> TASK OBJECTIVE
When you copy the records that follow, please keep every word exactly as it is and leave out the pictures.

____________________

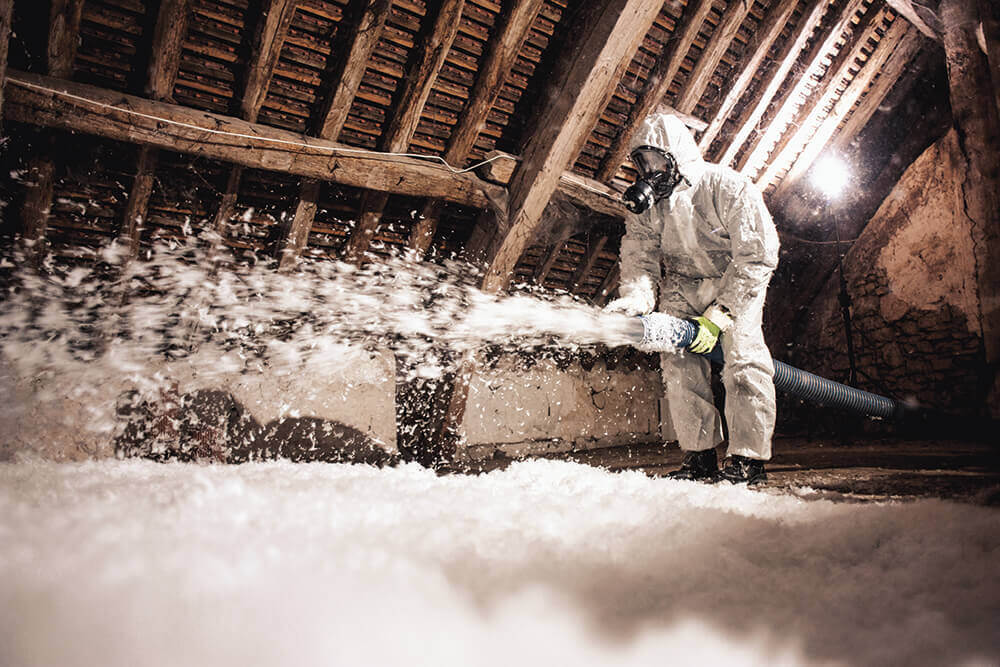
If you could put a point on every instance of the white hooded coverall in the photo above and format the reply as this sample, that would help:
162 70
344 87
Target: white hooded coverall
717 244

____________________

> ANSWER TO THIS EXERCISE
If you could put a point on every instance of the white hooded coverall in the photo above and format the reply as this sample, that would help:
162 70
344 87
Target: white hooded coverall
717 244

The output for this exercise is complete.